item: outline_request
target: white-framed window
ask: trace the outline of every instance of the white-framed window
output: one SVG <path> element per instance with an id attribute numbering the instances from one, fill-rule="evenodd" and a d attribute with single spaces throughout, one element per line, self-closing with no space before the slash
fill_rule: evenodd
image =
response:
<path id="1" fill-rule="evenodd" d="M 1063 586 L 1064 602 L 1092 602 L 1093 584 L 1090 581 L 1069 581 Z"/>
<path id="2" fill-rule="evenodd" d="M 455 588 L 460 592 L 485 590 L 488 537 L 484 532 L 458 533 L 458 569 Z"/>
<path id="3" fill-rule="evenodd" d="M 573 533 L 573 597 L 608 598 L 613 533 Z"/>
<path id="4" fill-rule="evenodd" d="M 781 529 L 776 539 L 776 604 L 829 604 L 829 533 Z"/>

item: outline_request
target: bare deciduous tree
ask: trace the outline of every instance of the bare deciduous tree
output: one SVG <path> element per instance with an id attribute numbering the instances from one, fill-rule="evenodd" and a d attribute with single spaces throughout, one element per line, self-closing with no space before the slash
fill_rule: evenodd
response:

----------

• [Instructions for the task] Reproduce every row above verbatim, line for line.

• [Output for this exercise]
item: outline_request
target: white-framed window
ask: trace the outline of every instance of the white-framed window
output: one SVG <path> element per instance with an id attribute numbering the instances from one, fill-rule="evenodd" and a d attribute with single spaces throughout, one element per line, self-closing with no space before the slash
fill_rule: evenodd
image =
response:
<path id="1" fill-rule="evenodd" d="M 1063 586 L 1064 602 L 1092 602 L 1093 584 L 1090 581 L 1069 581 Z"/>
<path id="2" fill-rule="evenodd" d="M 455 588 L 460 592 L 485 590 L 488 537 L 484 532 L 458 533 L 458 569 Z"/>
<path id="3" fill-rule="evenodd" d="M 573 533 L 573 597 L 608 598 L 613 533 Z"/>
<path id="4" fill-rule="evenodd" d="M 781 529 L 776 539 L 776 604 L 829 604 L 829 533 Z"/>

item: outline_request
target: bare deciduous tree
ask: trace the outline of every instance of the bare deciduous tree
output: one SVG <path> element per instance with an id attribute numbering the instances from one, fill-rule="evenodd" and a d attribute with single spaces throughout, one element per line, self-closing with no space before the slash
fill_rule: evenodd
response:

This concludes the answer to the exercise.